# TASKS
1. Which things does the extract on wild animal welfare say habitat includes?
2. Continue the extract on wild animal welfare from its final sentence onward.

# EXTRACT
--------------------------------------------------

BrianCzechIf you’re a Huffington Post reader, your love of animals has been nurtured by “Hedgehogs Being Adorable,” “Baby Hippo Has Won Our Hearts,” and other such gems. The Post, The Animal Blog, and various animal-lover media take a heartfelt approach to the appreciation of animals–wild as well as domesticated–reminding us of the needs and vulnerabilities of our fellow creatures. It’s a refreshing approach, compared to the stodgy science and economics of conservation.

And it’s important. Mahatma Gandhi said, “The greatness of a nation and its moral progress can be measured by the way in which its animals are treated.” Abraham Lincoln said, “I care not much for a man’s religion whose dog and cat are not the better for it.” Animal welfare is a barometer of national “goodness” in a sense that resonates with our common sense.

Yet if we are serious about animal welfare, we have to get beyond the mere adoration of hedgehogs and hippos. We have to face up to the big-picture, systematic erosion of wild animal welfare. It’s all around us and getting worse by the day, and our public policies precipitate it.

The most prevalent source of animal suffering is habitat destruction. Habitat includes food, water, cover, and space. When any of these elements are destroyed or depleted, wild animals suffer and often die more miserable deaths than if killed by hunters or predators.

Some animals survive an initial wave of habitat destruction only to be stranded in an unfamiliar, unforgiving environment. When a food or water source is destroyed, wild animals may starve, die of thirst, or suffer from malnutrition and the associated agonies. When thermal cover is lost, animals expend valuable time and energy trying to regulate body temperature. This lowers the time and energy available for feeding, playing, and mating. When hiding cover is lost, wild animals experience fear and stress, seeking cover from predators that may or may not be present.

--------------------------------------------------

# DATA BLOCK

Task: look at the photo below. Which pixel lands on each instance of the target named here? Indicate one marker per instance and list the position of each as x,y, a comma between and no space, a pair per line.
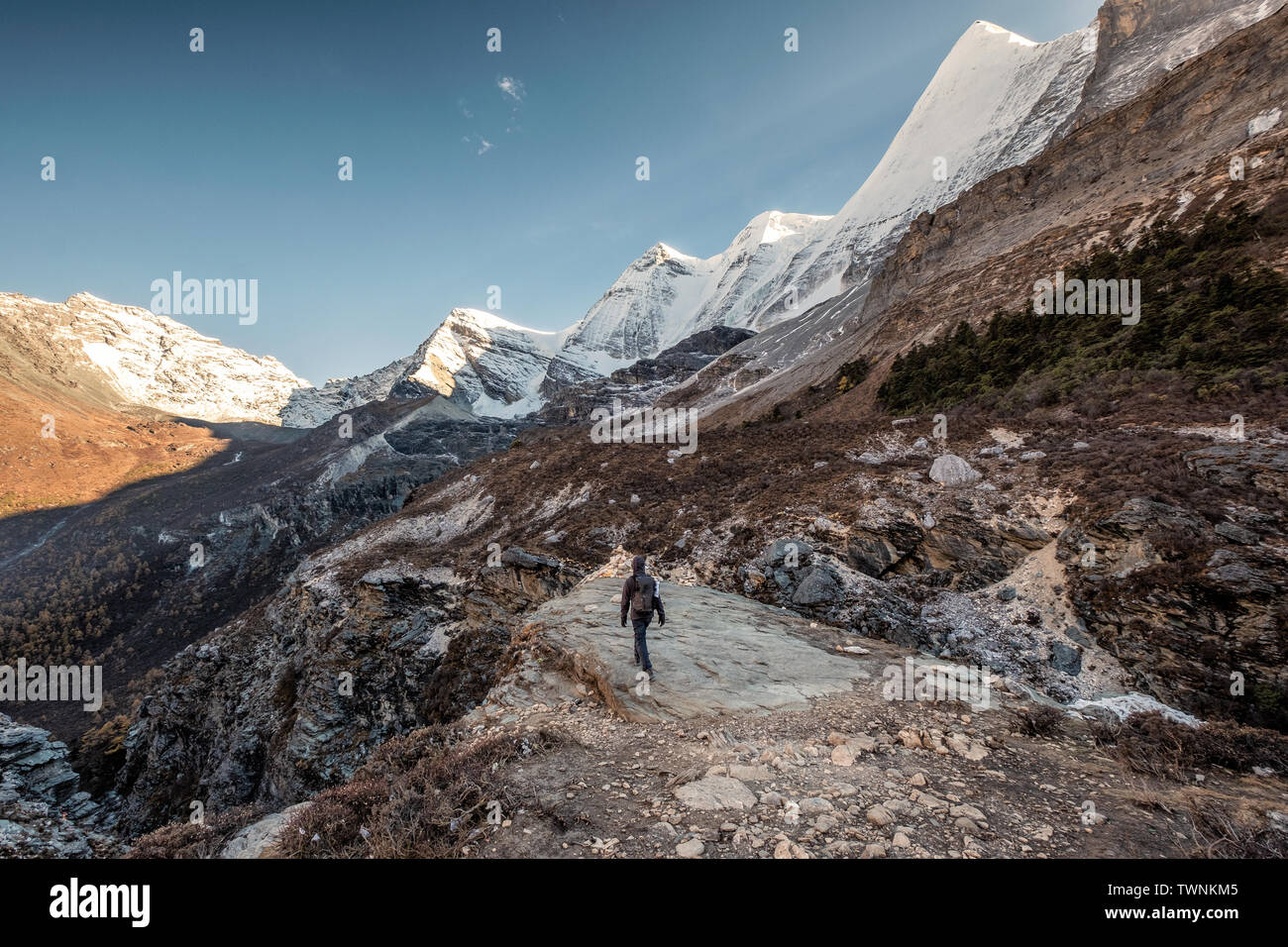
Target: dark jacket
629,592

--------------------------------------------------

# ANSWERS PER TASK
1. Food, water, cover, and space.

2.
What kind of a life does that sound like? It would be like getting thrown out of your home, into a perilous world with no social net, no health system, no Salvation Army, and no street corner to beg from. Yet it’s the life we’ve been forcing animals into by the million. How can we stop?

Nervous now, future worse: pronghorn antelope at the edge of a growing economy. Photo Credit: Michael Shealy

Nervous now, future worse: pronghorn antelope at the edge of a growing economy. Photo Credit: Michael Shealy

We often hear of “human activity” being the cause of habitat loss. That’s a start, recognizing our basic role in the problem, but we have to dig deeper to detect precisely what type of human activity is problematic. After all, the habitat destruction caused by humans beings isn’t spiritual activity, or neighborhood activity, or political activity (at least not directly), but almost always economic activity.

The macroeconomic nature of the problem is evident when we consider the causes of species endangerment. These causes are essentially the sectors and byproducts of the whole, interwoven economy, starting with agricultural and extractive sectors such as mining, logging, and livestock production. These activities directly remove or degrade the habitat components required by wild animals.

Another major cause of endangerment is urbanization. Urbanization reflects the growth of the labor force and consumer population as well as a variety of light industrial and service sectors. Few types of habitat destruction are as complete as urbanization. While extractive activities can be a traumatic experience for the denizens of wildlands, logging, ranching, and even mining usually leaves some habitat components. But when an urban area expands, it does so with pavement, buildings, and infrastructure. These developments are devastating to most of the animals present.

The economic system extends far into the countryside, too. Roads, reservoirs, pipelines, power lines, solar arrays, and wind farms are examples.

It would be hard to conceive of a more prevalent danger to animals than roads. Roads and the cars upon them leave countless animals mangled and left, during their final hours, to be picked apart by wild and domestic scavengers. Power lines induce electrocution, a significant source of bird death and crippling. Power line collisions cause their share as well. Wind farms and solar arrays, thought to be the keys to “green growth,” are the latest hurdles for migratory birds.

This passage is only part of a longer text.